__Set problem__: Arrange the rows from the line containing "handle in the photo above." through the end of the rows as a two-column CSV with the headers text and answer. Give one CSV line per row, with each row's text and its answer each in a single quoted field and line breaks replaced by spaces.

Pointing and labeling entries

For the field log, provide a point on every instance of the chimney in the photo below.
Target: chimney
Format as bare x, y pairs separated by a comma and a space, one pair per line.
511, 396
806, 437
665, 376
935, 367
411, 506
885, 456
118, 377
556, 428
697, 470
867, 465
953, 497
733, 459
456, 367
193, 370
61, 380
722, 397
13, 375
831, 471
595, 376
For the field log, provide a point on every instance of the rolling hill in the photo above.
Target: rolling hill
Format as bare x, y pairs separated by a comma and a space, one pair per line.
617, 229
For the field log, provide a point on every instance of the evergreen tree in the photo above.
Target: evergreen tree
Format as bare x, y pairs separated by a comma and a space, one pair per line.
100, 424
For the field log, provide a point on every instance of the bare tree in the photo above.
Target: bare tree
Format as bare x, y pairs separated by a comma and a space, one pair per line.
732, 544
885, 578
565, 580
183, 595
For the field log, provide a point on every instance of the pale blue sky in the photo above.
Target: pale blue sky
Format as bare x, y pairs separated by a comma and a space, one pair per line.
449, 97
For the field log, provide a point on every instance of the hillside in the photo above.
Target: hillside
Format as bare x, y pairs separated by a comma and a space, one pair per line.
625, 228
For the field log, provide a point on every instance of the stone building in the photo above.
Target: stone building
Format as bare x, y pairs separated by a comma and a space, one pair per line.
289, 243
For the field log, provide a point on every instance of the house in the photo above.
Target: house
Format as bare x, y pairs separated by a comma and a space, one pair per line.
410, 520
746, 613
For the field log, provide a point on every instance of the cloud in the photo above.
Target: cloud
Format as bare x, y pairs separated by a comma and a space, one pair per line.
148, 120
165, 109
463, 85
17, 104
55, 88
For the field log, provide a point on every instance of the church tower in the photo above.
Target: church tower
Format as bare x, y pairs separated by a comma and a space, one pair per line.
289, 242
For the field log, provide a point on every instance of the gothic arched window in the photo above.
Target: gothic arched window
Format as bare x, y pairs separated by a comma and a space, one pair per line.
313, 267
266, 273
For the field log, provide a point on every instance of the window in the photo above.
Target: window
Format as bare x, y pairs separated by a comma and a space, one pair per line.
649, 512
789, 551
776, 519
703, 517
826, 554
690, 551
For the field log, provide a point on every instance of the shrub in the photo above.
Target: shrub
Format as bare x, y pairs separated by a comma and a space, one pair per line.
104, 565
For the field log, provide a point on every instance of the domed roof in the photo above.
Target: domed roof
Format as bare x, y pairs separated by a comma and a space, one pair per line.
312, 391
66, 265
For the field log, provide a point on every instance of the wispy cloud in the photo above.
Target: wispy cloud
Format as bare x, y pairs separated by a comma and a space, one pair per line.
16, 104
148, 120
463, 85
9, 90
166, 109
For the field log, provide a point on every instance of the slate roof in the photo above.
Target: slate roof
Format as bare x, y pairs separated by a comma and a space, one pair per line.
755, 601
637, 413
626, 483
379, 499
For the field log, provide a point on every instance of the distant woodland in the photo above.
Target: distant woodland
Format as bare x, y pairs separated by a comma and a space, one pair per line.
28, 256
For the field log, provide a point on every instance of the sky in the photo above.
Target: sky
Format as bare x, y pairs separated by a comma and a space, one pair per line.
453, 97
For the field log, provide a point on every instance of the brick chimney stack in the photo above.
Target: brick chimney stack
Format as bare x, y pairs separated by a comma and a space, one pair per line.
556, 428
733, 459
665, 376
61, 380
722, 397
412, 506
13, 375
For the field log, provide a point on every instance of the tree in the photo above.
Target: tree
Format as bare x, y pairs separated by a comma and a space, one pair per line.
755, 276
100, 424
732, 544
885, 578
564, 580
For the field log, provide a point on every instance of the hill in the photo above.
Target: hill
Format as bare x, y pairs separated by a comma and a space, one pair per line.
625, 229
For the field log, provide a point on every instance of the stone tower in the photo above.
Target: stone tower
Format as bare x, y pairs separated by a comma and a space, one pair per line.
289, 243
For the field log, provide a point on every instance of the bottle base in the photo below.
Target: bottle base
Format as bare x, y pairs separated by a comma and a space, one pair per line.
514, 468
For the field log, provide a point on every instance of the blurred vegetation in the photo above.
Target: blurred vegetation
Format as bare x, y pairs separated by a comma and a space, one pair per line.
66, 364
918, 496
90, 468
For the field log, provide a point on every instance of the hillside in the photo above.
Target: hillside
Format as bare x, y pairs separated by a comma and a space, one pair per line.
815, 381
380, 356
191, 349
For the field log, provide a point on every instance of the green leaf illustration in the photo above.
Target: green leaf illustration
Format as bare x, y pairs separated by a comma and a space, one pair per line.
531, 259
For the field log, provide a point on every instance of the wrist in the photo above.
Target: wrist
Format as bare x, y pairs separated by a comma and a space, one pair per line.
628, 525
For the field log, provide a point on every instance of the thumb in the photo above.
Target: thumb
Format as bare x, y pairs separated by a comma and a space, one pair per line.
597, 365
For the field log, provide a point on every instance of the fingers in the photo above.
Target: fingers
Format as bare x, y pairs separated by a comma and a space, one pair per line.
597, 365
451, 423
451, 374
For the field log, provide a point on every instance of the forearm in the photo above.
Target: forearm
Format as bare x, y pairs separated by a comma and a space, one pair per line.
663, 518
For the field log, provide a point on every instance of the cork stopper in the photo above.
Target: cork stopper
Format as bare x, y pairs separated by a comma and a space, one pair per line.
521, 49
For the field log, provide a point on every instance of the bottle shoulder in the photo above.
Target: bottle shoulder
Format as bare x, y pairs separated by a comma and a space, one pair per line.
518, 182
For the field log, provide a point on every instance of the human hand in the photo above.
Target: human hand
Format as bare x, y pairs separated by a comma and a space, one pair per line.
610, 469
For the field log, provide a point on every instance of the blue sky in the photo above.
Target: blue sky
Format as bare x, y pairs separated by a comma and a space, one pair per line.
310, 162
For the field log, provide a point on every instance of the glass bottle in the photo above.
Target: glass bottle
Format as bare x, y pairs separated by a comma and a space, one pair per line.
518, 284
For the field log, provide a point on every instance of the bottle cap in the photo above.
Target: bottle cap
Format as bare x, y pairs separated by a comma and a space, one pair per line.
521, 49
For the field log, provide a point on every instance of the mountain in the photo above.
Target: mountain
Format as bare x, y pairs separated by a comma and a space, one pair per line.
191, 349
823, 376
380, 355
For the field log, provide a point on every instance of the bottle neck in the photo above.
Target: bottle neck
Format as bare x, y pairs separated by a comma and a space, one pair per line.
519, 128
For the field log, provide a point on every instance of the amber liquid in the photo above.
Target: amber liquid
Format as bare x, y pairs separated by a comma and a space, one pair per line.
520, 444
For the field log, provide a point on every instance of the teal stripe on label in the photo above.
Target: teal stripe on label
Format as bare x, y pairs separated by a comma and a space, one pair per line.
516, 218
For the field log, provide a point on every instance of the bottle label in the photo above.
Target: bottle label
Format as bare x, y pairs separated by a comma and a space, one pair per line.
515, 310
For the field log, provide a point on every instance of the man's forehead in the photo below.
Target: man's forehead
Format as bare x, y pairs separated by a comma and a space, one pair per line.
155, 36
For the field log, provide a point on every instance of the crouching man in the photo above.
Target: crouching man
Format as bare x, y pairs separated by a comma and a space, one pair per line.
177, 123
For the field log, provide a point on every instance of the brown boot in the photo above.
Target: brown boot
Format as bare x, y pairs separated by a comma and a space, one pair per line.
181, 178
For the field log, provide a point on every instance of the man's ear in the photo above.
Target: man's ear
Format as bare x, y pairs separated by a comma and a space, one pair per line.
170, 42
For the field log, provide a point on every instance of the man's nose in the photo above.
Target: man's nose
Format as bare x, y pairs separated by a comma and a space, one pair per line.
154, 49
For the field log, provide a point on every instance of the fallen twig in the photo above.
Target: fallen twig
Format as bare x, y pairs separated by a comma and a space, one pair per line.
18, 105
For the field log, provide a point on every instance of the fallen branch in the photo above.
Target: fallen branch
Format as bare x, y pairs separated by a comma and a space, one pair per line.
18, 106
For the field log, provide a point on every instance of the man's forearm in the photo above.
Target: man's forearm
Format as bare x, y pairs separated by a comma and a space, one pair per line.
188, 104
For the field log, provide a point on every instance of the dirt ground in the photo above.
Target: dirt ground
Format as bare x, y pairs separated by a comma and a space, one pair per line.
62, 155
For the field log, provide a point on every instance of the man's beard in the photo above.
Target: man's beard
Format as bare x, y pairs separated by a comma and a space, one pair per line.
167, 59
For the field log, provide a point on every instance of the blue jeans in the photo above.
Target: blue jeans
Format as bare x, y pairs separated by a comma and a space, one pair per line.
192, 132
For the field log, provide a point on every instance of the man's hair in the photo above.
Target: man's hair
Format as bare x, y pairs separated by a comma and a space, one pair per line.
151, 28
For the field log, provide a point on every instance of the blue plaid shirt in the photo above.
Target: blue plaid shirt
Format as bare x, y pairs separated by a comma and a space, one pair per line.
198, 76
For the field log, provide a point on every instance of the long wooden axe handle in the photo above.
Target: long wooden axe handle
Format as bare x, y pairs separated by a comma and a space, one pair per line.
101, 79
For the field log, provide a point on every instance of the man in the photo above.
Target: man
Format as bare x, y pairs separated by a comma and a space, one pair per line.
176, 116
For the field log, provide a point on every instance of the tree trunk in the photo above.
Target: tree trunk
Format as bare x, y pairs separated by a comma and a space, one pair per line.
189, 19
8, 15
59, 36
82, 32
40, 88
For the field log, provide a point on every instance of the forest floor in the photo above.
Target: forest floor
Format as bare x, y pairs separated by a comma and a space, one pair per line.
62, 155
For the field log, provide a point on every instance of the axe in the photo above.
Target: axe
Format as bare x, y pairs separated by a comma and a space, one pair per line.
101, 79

__Result of the task__:
text,answer
"For the field log, provide a point on every instance of the long wooden axe handle in the photo above. Target: long wooden axe handle Format as bare x, y pairs separated by a comma and a space, one pair per line.","101, 79"
"For the field log, provide a point on every instance of the man in the photo above. Target: man Format as bare x, y pairs separated by a comma and a space, one pair per line.","176, 116"
"For the field log, provide a point on every instance of the tree trunk in the photo above. Target: tree trunk Format as bare x, y pairs separated by a comma and a space, one pair per line.","189, 19 8, 15 59, 36 82, 32 40, 88"
"For the field log, provide a point on every instance of the forest floor in the photo above. Target: forest floor Format as bare x, y pairs separated by a comma and a space, one pair per line.","62, 155"
"For the field log, provide a point on every instance of the axe in the photo above. Target: axe Format as bare x, y pairs separated by a comma and a space, one pair per line.","101, 79"